Problems to solve →
a - In the blog post on Harvey Rosen's analysis of the Romney tax proposal, reproduce the passage from "Greg Mankiw reads" up to and including "plan revenue neutral.".
b - Write the next part of the blog post on Harvey Rosen's analysis of the Romney tax proposal, picking up after its last sentence.

##### Document extract #####

Saturday, September 8, 2012

Tax Cuts Are Not Revenue Neutral By Assumption – What May Be Missing with Rosen’s Analysis

Greg Mankiw reads Harvey Rosen and emphasizes this:
I analyze the Romney proposal taking into account the additional income that might be generated by economic growth. The main conclusion is that under plausible assumptions, a proposal along the lines suggested by Governor Romney can both be revenue neutral and keep the net tax burden on high-income individuals about the same. That is, an increase in the tax burden on lower and middle income individuals is not required in order to make the overall plan revenue neutral.

##### Given information #####

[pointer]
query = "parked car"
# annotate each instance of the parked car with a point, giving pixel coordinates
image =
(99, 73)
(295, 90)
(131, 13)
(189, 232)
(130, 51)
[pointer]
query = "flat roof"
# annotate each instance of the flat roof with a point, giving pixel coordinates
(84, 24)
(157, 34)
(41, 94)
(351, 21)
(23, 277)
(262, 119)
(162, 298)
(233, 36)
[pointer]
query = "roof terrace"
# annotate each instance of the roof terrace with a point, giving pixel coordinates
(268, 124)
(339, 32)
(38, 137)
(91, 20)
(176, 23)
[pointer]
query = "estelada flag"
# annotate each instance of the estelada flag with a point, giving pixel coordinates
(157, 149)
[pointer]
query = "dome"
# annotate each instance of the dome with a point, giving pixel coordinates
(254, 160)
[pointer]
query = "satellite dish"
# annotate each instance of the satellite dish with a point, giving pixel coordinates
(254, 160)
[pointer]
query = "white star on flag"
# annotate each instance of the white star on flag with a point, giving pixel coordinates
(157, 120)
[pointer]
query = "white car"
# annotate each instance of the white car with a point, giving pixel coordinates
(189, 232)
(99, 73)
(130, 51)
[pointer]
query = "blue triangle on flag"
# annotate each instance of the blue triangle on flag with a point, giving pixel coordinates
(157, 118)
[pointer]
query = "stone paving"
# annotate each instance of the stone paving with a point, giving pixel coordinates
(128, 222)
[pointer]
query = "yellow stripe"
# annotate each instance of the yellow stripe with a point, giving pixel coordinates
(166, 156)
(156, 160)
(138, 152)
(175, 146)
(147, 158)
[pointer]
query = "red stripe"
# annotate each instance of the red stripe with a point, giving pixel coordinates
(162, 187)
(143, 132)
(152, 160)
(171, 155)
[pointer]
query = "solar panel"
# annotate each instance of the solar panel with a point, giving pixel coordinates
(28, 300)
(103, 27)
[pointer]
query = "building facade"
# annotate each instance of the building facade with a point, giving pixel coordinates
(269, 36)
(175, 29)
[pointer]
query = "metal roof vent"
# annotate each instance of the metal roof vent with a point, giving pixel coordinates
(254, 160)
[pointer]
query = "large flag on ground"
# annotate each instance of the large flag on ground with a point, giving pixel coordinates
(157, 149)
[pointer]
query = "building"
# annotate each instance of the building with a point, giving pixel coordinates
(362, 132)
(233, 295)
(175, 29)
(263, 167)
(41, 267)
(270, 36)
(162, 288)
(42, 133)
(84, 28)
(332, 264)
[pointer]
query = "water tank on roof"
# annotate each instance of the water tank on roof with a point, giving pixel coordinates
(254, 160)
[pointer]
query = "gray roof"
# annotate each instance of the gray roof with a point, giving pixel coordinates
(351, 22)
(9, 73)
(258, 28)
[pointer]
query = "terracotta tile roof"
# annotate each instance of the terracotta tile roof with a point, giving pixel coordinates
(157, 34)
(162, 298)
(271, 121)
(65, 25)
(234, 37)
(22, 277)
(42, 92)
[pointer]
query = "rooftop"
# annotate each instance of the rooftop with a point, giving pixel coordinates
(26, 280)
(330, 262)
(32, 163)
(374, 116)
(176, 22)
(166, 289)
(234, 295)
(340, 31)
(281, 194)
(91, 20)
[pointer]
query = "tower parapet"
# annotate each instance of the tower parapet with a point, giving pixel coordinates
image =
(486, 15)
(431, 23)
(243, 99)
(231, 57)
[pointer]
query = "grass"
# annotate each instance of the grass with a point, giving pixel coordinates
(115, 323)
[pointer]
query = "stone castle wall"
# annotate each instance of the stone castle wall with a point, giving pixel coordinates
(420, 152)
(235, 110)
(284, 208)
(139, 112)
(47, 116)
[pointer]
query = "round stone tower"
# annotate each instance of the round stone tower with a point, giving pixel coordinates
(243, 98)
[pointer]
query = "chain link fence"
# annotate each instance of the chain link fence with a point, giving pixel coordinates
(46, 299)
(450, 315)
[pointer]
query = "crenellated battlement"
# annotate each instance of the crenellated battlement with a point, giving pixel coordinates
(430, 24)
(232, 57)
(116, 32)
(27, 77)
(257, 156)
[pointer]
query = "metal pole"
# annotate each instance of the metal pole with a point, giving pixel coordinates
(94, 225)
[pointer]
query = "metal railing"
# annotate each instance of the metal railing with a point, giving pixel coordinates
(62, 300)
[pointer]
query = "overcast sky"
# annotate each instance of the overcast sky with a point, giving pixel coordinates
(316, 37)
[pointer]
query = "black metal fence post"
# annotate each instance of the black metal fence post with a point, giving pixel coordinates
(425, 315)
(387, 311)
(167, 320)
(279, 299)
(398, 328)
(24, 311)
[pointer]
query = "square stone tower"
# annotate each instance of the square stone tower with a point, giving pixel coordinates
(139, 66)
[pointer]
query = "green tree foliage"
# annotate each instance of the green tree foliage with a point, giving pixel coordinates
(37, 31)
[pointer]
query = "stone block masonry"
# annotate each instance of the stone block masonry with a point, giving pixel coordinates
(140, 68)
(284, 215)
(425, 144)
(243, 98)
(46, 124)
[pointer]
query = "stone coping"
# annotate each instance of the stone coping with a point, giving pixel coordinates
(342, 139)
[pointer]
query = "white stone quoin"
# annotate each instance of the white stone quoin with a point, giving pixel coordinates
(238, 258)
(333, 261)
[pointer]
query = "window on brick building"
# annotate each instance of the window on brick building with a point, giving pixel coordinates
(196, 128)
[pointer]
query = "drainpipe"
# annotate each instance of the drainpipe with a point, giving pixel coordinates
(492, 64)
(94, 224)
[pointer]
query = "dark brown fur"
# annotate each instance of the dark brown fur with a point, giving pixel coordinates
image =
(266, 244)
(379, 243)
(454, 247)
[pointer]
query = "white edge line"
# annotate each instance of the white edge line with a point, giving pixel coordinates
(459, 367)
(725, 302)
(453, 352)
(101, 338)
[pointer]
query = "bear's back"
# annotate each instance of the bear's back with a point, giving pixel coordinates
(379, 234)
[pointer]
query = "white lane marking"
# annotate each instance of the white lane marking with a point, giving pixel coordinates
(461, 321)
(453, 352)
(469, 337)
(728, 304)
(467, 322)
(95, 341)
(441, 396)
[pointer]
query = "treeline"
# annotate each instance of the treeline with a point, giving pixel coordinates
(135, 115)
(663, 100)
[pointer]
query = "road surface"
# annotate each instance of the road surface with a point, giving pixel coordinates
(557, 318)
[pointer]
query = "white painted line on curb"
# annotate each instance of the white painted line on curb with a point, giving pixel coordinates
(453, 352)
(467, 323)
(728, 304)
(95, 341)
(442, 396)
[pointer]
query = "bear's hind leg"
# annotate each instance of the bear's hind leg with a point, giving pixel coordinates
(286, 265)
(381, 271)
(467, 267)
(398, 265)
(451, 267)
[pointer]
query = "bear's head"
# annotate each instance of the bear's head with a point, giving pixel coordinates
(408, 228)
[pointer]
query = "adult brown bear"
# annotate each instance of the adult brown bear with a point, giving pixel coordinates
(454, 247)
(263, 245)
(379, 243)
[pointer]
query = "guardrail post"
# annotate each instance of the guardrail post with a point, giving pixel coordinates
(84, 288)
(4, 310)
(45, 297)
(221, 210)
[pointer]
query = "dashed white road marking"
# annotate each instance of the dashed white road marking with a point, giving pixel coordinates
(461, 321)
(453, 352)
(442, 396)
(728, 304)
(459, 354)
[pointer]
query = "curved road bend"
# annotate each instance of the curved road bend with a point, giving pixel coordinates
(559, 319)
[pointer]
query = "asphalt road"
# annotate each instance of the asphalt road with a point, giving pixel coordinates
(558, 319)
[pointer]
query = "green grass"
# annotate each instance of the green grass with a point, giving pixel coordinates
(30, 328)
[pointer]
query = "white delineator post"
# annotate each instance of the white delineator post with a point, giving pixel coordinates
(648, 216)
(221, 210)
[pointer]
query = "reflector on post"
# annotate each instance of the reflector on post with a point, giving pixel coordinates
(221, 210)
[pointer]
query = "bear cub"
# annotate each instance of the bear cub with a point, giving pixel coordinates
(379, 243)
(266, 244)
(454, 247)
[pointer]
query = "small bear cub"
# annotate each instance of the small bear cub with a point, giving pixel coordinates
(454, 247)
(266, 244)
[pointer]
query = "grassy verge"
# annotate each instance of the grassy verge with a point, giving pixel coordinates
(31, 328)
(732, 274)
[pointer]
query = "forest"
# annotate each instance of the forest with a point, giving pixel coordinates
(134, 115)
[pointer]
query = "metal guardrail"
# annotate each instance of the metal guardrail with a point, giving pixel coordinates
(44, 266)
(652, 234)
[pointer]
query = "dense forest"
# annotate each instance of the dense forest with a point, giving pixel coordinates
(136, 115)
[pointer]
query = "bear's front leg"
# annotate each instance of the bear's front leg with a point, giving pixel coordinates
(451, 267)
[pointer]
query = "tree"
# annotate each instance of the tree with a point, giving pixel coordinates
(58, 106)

#####

Answers to the problems →
a -
Greg Mankiw reads Harvey Rosen and emphasizes this:
I analyze the Romney proposal taking into account the additional income that might be generated by economic growth. The main conclusion is that under plausible assumptions, a proposal along the lines suggested by Governor Romney can both be revenue neutral and keep the net tax burden on high-income individuals about the same. That is, an increase in the tax burden on lower and middle income individuals is not required in order to make the overall plan revenue neutral.

b -
Brad DeLong reads the same paper and notes:
If raising the net-of-tax rate for the upper class from 65% to 72%--an increase of 10% in the natural log--raises national income by between 3 and 7 percent, then wouldn't… • Reagan's ERTA raising the net-of-tax rate for the upper class from 30% to 50%--an increase of 51% in the natural log--have raised national income by between 15 and 35%? • Reagan's raising in 1986 of the net-of-tax rate for the upper class from 50% to 72%--an increase of 36% in the natural log--have raised national income by between 11 and 25%? • Clinton's lowering in 1993 of the net-of-tax rate for the upper class from 72% to 60%--a decrease of 18% in the natural log--have lowered national income by between 5 and 12%? • Bush's raising in 2001 of the net-of-tax rate for the upper class from 60% to 65%--an increase of 8% in the natural log--have raised national income by between 2 and 5%? We simply do not see such supply responses in the historical record, do we? To propose that they exist is wholly inconsistent with the fact that American growth 1938-81 was faster than since 1981, right? What am I missing here?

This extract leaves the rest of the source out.